▶ TEXT SHOWN:
================================
Google developed dart for what it envisions to be the replacement javascript (I share this belief).
So for starters Dart basically just javascript without the securtiy flaws, and much much faster (currently a little and i mean little slower than java. Speed is also sure to improve and I think will become faster).
It has amazing async support, and has server side front end and design all built into it. 1 Language for anything you could want to program, with the speed of java, the flexibility of javascript, and security that beats both. (Also personally I find it amazing that Dart can use objectDB, which is literally the fastest database that exists the database you use obviously differs per application but it is just worth noting that javascript does not support objectdb while dart can support it and all other popular options) Code is minimal and incredibly easy to write, it is like java but easier, things are just intuitive. It also has a different VM engine, BUT you can compile the code into the v8 javascript engine, and in cases where the language is not supported natively it will convert to javascript and run that.

Dart comes loaded with a ton of amazing tools.
ub package manager ( pub )

Manages Dart packages, making it easy for you to install, use, and share Dart libraries, command-line tools, and other assets. Some Dart technologies, such as Flutter, may not support all of the pub commands. IDEs that support Dart generally have special support for pub, but you can also use it from the command line.
Pub is a secure version of npm solving many node.js problems with security.

Static analyzer ( dartanalyzer )

Evaluates and reports any errors or warnings in your code. The Dart plugin for your IDE should make use of Dart’s analysis engine, but you can also run the analyzer from the command line.
Among my favorite features, this tool saves so many hours in the development of a program and makes an already extremely intuitive language, much more so.

Code formatter ( dartfmt )

Formats your code, following the recommendations of the Dart Style Guide. IDEs that support Dart generally allow you to format the code within the IDE. Or you can run the formatter from the command line.
This makes it super easy to standardize code and make it human readable

So i have outlined the basics of how it compares to node.js, here is how it compares to electron:
Flutter is a lot like Electron, but faster. Also, arguably easier to use. They don’t have to support all of the backward compability garbage that HTML/js has.

I don’t care much about Google but they did pretty good job with Flutter:

  1. No special designer needed, you do everything in code. That means everyone can use their preferred editor.
================================
▶ MATERIAL FOR THE TASK:
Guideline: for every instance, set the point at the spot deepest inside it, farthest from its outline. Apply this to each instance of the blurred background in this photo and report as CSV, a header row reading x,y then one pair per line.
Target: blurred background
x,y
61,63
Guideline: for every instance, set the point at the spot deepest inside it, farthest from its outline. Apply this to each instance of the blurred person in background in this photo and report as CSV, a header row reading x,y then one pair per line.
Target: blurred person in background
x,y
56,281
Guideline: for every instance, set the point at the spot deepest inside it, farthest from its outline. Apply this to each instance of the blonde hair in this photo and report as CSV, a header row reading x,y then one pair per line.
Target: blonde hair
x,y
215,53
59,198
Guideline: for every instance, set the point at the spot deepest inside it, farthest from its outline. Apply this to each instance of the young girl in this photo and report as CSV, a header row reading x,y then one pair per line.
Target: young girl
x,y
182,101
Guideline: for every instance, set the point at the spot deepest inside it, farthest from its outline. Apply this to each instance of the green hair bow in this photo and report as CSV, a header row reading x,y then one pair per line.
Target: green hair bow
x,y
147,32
================================
▶ GIVEN REQUEST 1:
Can you reproduce the entire listing word for word?
▶ GIVEN REQUEST 2:
Can you carry the post about Dart forward, starting right after its final line?
The post about Dart has no connection to the listing.

▶ FINAL ANSWER 1:
Guideline: for every instance, set the point at the spot deepest inside it, farthest from its outline. Apply this to each instance of the blurred background in this photo and report as CSV, a header row reading x,y then one pair per line.
Target: blurred background
x,y
61,63
Guideline: for every instance, set the point at the spot deepest inside it, farthest from its outline. Apply this to each instance of the blurred person in background in this photo and report as CSV, a header row reading x,y then one pair per line.
Target: blurred person in background
x,y
56,281
Guideline: for every instance, set the point at the spot deepest inside it, farthest from its outline. Apply this to each instance of the blonde hair in this photo and report as CSV, a header row reading x,y then one pair per line.
Target: blonde hair
x,y
215,53
59,198
Guideline: for every instance, set the point at the spot deepest inside it, farthest from its outline. Apply this to each instance of the young girl in this photo and report as CSV, a header row reading x,y then one pair per line.
Target: young girl
x,y
182,101
Guideline: for every instance, set the point at the spot deepest inside it, farthest from its outline. Apply this to each instance of the green hair bow in this photo and report as CSV, a header row reading x,y then one pair per line.
Target: green hair bow
x,y
147,32

▶ FINAL ANSWER 2:
  2. Hot reload - you change something and it changes in the running app.

  3. Headless testing - No need to own iOS/Android device to test iOS/Android UI.

  4. Nice tooling - autocompletion, formatting, etc. Everything done via command line, with optional support for IDE.

  5. Extensible - very easy to write your own widgets. There is nothing special about provided components.

  6. Platform agnostic - “native look” of Qt/GTK is a lie, they still look off. To me it just triggers uncanny valley vibe. Not to mention that they implement native look from 5 years ago or more. And completely useless on mobiles. Flutter looks the same on every platform unless specified otherwise. Way less platform specific bugs.

You can find more on flutter here: flutter.io

I can not say that I am even a relatively good programmer, but I have used electron, flutter, and have developed in java. I can confidently say I have never used something so easy, intuitive, fast, and out of the box beautiful.

While right now the most popular method of creating a website with dart is through AngularDart, soon (this was announced at the most recent release) they will allow for development of web apps with flutter. (You can already do this to an extent).

In summary: Dart is as fast as Java and faster than Javascript, more secure than both, utilizes one unified language for all coding (front end and back end), is faster than node.js and more secure, has an electron equivalent called “flutter” which is just faster, more consistent and all typed under one language. Finally, it is by far the easiest programming language to develop in (In my opinion).

That’s a pretty general idea.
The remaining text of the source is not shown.